=== Work request ===
What is needed is an exact copy of the entries, with the pictures excluded.

(Point localization data)
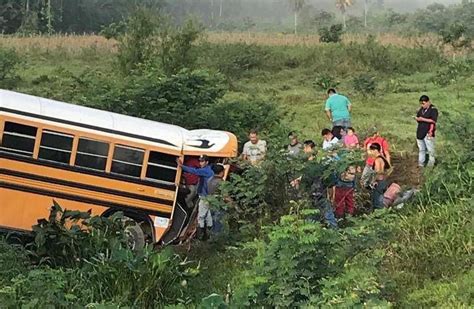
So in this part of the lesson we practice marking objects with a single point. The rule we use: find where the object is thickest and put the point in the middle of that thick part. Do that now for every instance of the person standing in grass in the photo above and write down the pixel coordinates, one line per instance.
(255, 149)
(295, 147)
(338, 109)
(368, 169)
(205, 173)
(351, 140)
(329, 140)
(427, 116)
(381, 169)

=== Output of the exercise ===
So in this part of the lesson we practice marking objects with a single point. The rule we use: find where the object is thickest and put the point in the middle of that thick part. Do that now for every instance of the person standing in grass in the photo above and write down the pixel coordinates, one line per instance.
(255, 149)
(295, 147)
(338, 109)
(368, 169)
(205, 173)
(351, 140)
(329, 140)
(427, 116)
(381, 169)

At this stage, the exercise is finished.